For decades, filmmaker Leni Reifenstahl declared her innocence. She wasn’t a Nazi propagandist; she was simply an artist, there were no politics involved. Yet for decades, people have questioned her complicity with the Nazi regime, mainly due to her films, Triumph of the Will and Olympia which clearly served as propaganda – standing for the celebration of the superior and victorious.
“It’s so clear. Of course she was a Nazi,” film director Andres Veiel told The AJN ahead of his new film, REIFENSTAHL, screening at the German Film Festival. “Whoever separates aesthetics from politics, for me, it’s a naive idea. It’s even a dangerous idea. Because they belong together, and Leni Reifenstahl is a living dead example that you can’t separate it.”
REIFENSTAHL began when Leni’s partner Horst Kettner died in 2016 and access to Leni’s estate became available.
There were 700 boxes to rifle through.
It turns out this was likely Leni’s downfall.
“She is perfect at manipulating, she’s perfect in fabricating stories regarding her own biography. So there was a lot of distrust in the beginning,” Veiel said. “And then step-by-step I learned she made a lot of mistakes regarding keeping stuff, which in a way, charges her.”
Veiel is referring to hours of phone calls, private films and drafts of her memoirs which vastly differed from the published version.
“the film is, in a way, a warning for what could happen, how easily we can be seduced into an ideology…”

________________________________________

** REQUIRED TASK 1 **
Retype the part of the article on the film REIFENSTAHL that opens with the words containing "For decades, filmmaker" and closes with "superior and victorious.".
** REQUIRED TASK 2 **
Answer these questions using the article on the film REIFENSTAHL:
(a) In what year did Horst Kettner die?
(b) How many boxes did Leni's estate hold?
(c) At which festival is REIFENSTAHL being screened?
** REQUIRED TASK 3 **
Carry on the article about the film REIFENSTAHL from where it stops.

** INFORMATION SUPPLIED **

________________________________________

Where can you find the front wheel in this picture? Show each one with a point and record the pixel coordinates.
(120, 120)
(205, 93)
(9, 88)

________________________________________

** TASK OUTPUT 1 **
For decades, filmmaker Leni Reifenstahl declared her innocence. She wasn’t a Nazi propagandist; she was simply an artist, there were no politics involved. Yet for decades, people have questioned her complicity with the Nazi regime, mainly due to her films, Triumph of the Will and Olympia which clearly served as propaganda – standing for the celebration of the superior and victorious.

** TASK OUTPUT 2 **
(a) 2016
(b) 700
(c) The German Film Festival

** TASK OUTPUT 3 **
REIFENSTAHL the film shares a lot of new information about Leni, including the fact that the filmmaker herself admitted that after reading just the first few pages of Hitler’s Mein Kampf, she became an enthusiastic National Socialist.
Veiel also explained that throughout the research process, it became very clear that despite Leni claiming that she wasn’t complicit in the massacre of Jews, not only was she present in Konskie, Poland but her set directions may have led to the massacre itself.
Regarding the massacre, Veiel said in the years that followed, there was a shift in the way Leni spoke about it.
“When you read her notes in the early years, she doesn’t deny being an eyewitness,” he said, explaining that there are letters found in the archives that detail her part. “Afterwards, suddenly, there’s a shift in her storytelling.”
Veiel said this was likely because she was involved in a denazification trial, so she pretended to only learn about the Nazi atrocities after the war.
“She was much more involved; she gave stage direction,” Veiel said. “She wanted to film the courageous German soldiers, not the Jews with dirty hands digging a grave. So she shouted ‘Jews off, Jews out of the image’. And then someone shouted it even louder, so the Jews panicked, tried to run away and then they were shot. She was something like a catalyst for the massacre; it enlarges her responsibility. This letter shifts the whole perspective on her. Yet even thirty, forty years after the war, she was not able to even regret a little bit of what happened, she just denied it, saying ‘I was just an artist, I was never interested in politics’.”
Veiel said the film’s message – and proving that Leni was complicit in everything – has become even more important today, saying that he sees her aesthetic in the current imaging circulating and the attitudes of many around the world.
“The deeper we went, the more we learned. It became a chance to look back because sometimes you think you’re in a safe space because it’s history, but from this perspective, we can even say that the film is, in a way, a warning for what could happen, how easily we can be seduced into an ideology that points to people and says ‘we are better because of birth, our country, our religion’.”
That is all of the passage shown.